38.5.3 We can use map2()
to make the predictions
predict_nested <-
model_nested %>%
mutate(pred = map2(model, data, predict)) %>%
print()
#> # A tibble: 3 x 4
#> # Groups: id_sensor [3]
#> id_sensor data model pred
#> <chr> <list> <list> <list>
#> 1 a <tibble [327 × 2]> <nls> <dbl [327]>
#> 2 b <tibble [327 × 2]> <nls> <dbl [327]>
#> 3 c <tibble [327 × 2]> <nls> <dbl [327]>
Another list-column
pred
for the prediction results.
38.5.4 We need to get out of the weirdness
- use
unnest()
to get back to a regular data-frame
predict_unnested <-
predict_nested %>%
unnest(data, pred) %>%
print()
#> Warning: unnest() has a new interface. See ?unnest for details.
#> Try `df %>% unnest(c(data, pred))`, with `mutate()` if needed
#> # A tibble: 981 x 5
#> # Groups: id_sensor [3]
#> id_sensor delta_time delta_temperature model pred
#> <chr> <dbl> <dbl> <list> <dbl>
#> 1 a 0 0 <nls> 0
#> 2 a 4 0 <nls> -0.120
#> 3 a 8 -0.06 <nls> -0.239
#> 4 a 12 -0.06 <nls> -0.357
#> 5 a 17 -0.211 <nls> -0.503
#> 6 a 22 -0.423 <nls> -0.648
#> # … with 975 more rows
38.5.5 We can wrangle the predictions
- get into a form that makes it easier to plot
predict_tall <-
predict_unnested %>%
rename(modeled = pred, measured = delta_temperature) %>%
gather("type", "delta_temperature", modeled, measured) %>%
print()
#> # A tibble: 1,962 x 5
#> # Groups: id_sensor [3]
#> id_sensor delta_time model type delta_temperature
#> <chr> <dbl> <list> <chr> <dbl>
#> 1 a 0 <nls> modeled 0
#> 2 a 4 <nls> modeled -0.120
#> 3 a 8 <nls> modeled -0.239
#> 4 a 12 <nls> modeled -0.357
#> 5 a 17 <nls> modeled -0.503
#> 6 a 22 <nls> modeled -0.648
#> # … with 1,956 more rows
38.6 Apply multiple models on a nested structure
38.6.1 Step 1: Selection of models
Make a list of functions to model:
list_model <-
list(
newton_cooling = newton_cooling,
semi_infinite_simple = semi_infinite_simple,
semi_infinite_convection = semi_infinite_convection
)
38.6.2 Step 2: write a function to define the “inner” loop
# add additional variable with the model name
fn_model <- function(.model, df) {
# one parameter for the model in the list, the second for the data
# safer to avoid non-standard evaluation
# df %>% mutate(model = map(data, .model))

▶ **SUPPLIED MATERIAL**

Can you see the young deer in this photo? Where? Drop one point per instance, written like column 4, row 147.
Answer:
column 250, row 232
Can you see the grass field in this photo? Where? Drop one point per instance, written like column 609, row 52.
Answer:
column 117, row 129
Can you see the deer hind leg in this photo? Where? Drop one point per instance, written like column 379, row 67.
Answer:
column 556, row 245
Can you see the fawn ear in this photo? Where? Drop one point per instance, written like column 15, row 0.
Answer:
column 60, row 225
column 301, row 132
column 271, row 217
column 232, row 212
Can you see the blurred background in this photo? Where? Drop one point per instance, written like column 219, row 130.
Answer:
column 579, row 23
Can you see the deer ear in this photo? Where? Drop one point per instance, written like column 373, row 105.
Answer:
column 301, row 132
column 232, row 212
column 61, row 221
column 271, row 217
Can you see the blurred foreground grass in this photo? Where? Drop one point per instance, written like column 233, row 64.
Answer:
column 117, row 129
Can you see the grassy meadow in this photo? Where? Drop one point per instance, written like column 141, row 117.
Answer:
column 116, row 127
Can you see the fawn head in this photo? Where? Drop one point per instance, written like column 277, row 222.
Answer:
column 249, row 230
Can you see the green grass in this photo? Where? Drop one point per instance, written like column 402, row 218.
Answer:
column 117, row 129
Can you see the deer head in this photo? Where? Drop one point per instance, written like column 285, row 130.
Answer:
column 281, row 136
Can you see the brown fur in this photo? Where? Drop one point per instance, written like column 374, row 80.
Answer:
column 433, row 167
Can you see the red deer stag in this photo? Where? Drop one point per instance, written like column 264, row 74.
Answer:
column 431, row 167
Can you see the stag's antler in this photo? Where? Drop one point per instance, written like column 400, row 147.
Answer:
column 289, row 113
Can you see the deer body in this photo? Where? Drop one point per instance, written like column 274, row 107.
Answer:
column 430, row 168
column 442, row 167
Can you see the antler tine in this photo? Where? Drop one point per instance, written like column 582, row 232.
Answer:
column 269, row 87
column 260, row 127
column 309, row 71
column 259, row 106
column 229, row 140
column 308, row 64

▶ **TASKS TO CARRY OUT**
(1) Reproduce verbatim the passage of the nested-models tutorial between "38.5.4 We need" and "See ?unnest for details.", inclusive.
(2) Pick up the nested-models tutorial from the last line shown and keep it going.
The rows have no connection to the nested-models tutorial.

▶ **RESPONSES TO THE TASKS**
(1)
38.5.4 We need to get out of the weirdness
- use
unnest()
to get back to a regular data-frame
predict_unnested <-
predict_nested %>%
unnest(data, pred) %>%
print()
#> Warning: unnest() has a new interface. See ?unnest for details.

(2)
df$model <- map(df$data, possibly(.model, NULL))
df
}
for a given model-function and a given (weird) data-frame, return a modified version of that data-frame with a column
model
, which is the model-function applied to each element of the data-frame’sdata
column (which is itself a list of data-frames)the purrr functions
safely()
andpossibly()
are very interesting. I think they could be useful outside of purrr as a friendlier way to do error-handling.
38.6.3 Step 3: Use map_df()
to define the “outer” loop
# this dataframe will be the second input of fn_model
delta_nested %>%
print()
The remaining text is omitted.